È anche vero, però, e non va dimenticato, che una certa fortuna fuori casa, o addirittura fuori patria, o fuori Italia, che cresce a vista d'occhio, con l'andar dei decenni porta l'Opera veneziana, i suoi prodotti, i suoi titoli già confezionati e chiusi ma pronti ad ogni genere di adattamento di seconda e terza mano, a rendere più mobili, soprattutto a partire dalla seconda metà del secolo XVII, i suoi eroi: sia i musicisti, che gli scenografi, che i poeti (i cantanti hanno sempre girandolato) (74), avviati spesso verso più o meno fortunate avventure di ricerca e ottenimento di nuovo impiego fuori Venezia. (Se Nicolò Minato e Apostolo Zeno diverranno poeti cesarei a Vienna, e i compositori Ziani e Freschi, sempre a Vienna, forniranno alla corte imperiale partiture su partiture di opere, di commedie musicali e di sepolcri quaresimali, per decenni (75), l'avventura parigina di Cavalli sarà un breve tocca-e-fuggi con immediato ritorno a casa, non senza l'inseminazione nella tradizione della più assolutistica delle corti europee (76) del modello operistico veneziano che, adeguatamente ristrutturato, genererà più di un secolo di epigoniche tragédies lyriques ammantate da una fraintesa, ma sincera, gran coscienza di essere manifestazioni di esprits e di forme musicali original-nazionali).

--------------------

■ **Quesito proposto 1**: Elenchi tutte le persone citate per nome nel brano sull'Opera veneziana.
■ **Quesito proposto 2**: Riprenda il brano sull'Opera veneziana e lo prosegua dal punto in cui si interrompe.
Il materiale riportato di seguito proviene da un'altra fonte.

--------------------

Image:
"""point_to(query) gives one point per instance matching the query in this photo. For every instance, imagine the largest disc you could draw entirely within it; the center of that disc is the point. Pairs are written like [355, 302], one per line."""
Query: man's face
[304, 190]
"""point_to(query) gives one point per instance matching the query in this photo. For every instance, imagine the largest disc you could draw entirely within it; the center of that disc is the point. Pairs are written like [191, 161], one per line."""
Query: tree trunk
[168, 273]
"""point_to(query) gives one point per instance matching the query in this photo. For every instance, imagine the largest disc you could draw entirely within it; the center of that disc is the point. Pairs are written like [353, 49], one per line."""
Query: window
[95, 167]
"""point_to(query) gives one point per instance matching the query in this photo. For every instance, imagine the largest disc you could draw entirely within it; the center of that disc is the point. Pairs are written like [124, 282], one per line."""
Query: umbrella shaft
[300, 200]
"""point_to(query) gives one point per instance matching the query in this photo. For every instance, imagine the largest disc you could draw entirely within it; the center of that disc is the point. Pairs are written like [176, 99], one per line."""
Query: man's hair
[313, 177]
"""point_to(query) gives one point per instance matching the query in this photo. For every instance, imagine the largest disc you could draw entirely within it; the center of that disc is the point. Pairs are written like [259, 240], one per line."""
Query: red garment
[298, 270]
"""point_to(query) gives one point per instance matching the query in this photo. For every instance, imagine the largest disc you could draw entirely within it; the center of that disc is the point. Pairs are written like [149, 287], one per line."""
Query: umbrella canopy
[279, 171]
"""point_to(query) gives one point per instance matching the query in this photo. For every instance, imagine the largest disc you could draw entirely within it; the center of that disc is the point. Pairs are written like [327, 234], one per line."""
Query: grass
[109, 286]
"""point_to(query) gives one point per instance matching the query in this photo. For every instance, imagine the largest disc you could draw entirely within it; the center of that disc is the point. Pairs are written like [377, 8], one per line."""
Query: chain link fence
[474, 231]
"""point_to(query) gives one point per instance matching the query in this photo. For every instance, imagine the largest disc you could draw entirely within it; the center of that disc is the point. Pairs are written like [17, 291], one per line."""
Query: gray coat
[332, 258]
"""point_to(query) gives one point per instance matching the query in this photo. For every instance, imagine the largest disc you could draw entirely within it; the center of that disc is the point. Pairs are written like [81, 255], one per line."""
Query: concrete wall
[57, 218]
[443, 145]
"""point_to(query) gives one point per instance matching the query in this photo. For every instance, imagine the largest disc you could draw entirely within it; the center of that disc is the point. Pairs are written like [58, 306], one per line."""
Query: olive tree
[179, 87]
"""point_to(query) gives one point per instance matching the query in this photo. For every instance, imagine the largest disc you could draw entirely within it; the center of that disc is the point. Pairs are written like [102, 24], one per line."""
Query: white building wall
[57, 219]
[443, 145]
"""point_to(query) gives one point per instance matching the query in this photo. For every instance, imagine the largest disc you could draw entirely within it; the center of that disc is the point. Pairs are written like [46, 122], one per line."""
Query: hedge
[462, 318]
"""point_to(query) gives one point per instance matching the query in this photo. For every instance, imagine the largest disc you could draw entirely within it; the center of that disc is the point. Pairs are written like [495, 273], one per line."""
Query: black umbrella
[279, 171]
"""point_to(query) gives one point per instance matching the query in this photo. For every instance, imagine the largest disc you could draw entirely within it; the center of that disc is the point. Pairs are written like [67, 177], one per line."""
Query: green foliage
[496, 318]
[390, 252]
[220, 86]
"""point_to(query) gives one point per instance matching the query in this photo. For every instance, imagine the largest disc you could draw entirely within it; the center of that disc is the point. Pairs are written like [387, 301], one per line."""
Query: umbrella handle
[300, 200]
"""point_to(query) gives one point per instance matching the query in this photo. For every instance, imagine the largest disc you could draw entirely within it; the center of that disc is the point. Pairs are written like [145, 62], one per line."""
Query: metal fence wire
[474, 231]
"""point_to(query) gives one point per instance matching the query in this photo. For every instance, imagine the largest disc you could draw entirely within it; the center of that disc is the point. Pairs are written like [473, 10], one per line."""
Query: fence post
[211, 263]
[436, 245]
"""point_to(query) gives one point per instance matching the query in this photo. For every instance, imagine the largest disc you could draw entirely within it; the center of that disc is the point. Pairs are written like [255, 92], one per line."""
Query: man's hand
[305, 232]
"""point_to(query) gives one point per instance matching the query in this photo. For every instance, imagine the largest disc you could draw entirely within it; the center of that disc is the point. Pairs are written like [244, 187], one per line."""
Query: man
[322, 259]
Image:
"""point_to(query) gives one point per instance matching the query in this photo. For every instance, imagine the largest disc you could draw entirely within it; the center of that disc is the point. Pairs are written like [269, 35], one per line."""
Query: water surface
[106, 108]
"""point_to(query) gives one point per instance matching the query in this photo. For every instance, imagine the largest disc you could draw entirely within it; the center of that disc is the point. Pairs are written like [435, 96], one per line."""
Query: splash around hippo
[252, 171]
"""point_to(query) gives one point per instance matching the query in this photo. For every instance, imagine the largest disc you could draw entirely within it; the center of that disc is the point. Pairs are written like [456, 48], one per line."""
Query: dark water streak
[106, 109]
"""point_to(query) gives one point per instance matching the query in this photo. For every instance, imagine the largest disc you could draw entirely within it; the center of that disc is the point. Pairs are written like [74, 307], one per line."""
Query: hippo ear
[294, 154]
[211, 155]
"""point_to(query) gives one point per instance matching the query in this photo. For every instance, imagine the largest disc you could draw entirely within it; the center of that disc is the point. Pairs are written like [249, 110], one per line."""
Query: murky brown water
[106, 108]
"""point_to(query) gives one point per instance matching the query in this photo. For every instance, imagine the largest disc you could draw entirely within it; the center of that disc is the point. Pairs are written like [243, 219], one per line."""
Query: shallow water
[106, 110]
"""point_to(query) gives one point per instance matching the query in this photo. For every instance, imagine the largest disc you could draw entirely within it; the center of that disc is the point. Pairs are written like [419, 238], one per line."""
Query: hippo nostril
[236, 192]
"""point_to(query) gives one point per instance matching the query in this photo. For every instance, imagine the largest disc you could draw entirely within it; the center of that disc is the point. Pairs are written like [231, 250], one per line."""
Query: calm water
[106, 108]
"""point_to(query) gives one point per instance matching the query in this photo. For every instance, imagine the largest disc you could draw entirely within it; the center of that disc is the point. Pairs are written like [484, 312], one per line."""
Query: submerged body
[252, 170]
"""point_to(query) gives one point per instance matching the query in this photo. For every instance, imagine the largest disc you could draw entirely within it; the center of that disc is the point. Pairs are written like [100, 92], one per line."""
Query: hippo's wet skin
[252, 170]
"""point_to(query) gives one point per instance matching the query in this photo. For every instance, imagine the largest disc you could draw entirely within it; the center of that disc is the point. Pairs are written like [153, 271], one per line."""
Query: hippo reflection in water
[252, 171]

--------------------

■ **Risposta scritta 1**: Nicolò Minato, Apostolo Zeno, Ziani, Freschi, Cavalli

■ **Risposta scritta 2**:
Digressioni a parte, è un dato di fatto che nel breve giro di qualche anno il modello inizialmente qui considerato - sogguardando le poche linee del diario di Girolamo Priuli al riguardo del Rapto monteverdiano in casa Mocenigo - si rafforza di molto, divenendo in breve una vera e propria "istituzione". Una istituzione che diverrà irrinunciabile. Non meno irrinunciabile delle altre istituzioni fondative dell'identità rappresentativa della Repubblica (come le feste della Salute, della S. Croce, di s. Giustina, della Sensa, ecc.), anche se non fondata affatto su una "memoria" patria. Non sulla rivendicazione di una gloria militare patria meritata o provvidenzialmente concessa dalle divinità. Non su di un rituale di radicamento della patria regalità. Essa è, piuttosto, l'emanazione e poi la ri-emanazione di una abitudine "ambientale", ben più obliosa, forse, che non memore di alcunché, "naturalizzatasi in loco" come parodia di un illustre antecedente antico-romano (77) ad uso della coltura di una traballante auto-mitologizzazione.
Sia come sia, comunque, questa nuova istituzione si rafforza e moltiplica i suoi rafforzamenti interconnessi, che si tengono l'un l'altro bordone.
Si rafforza infatti (l'Istituzione Teatro per Musica) i) sul piano della "glorificazione" - abbastanza a buon mercato (78) - di questa o quella isola familiare di patriziato nel legame di questo o quel nome di un nobiluomo, più intraprendente di altri, apertosi ad una "vocazione" teatrale che molto presto ben renderà in fama. (Vocazione per una iniziativa peraltro corrispondente ad una modesta edificazione - realizzata utilizzando i capitali di una sorta di "fondo comune" raccolto da una società di azionisti minori palchettisti - su un fondo immobiliare di famiglia di cui più che altro l'intervento è una modifica di destinazione d'uso).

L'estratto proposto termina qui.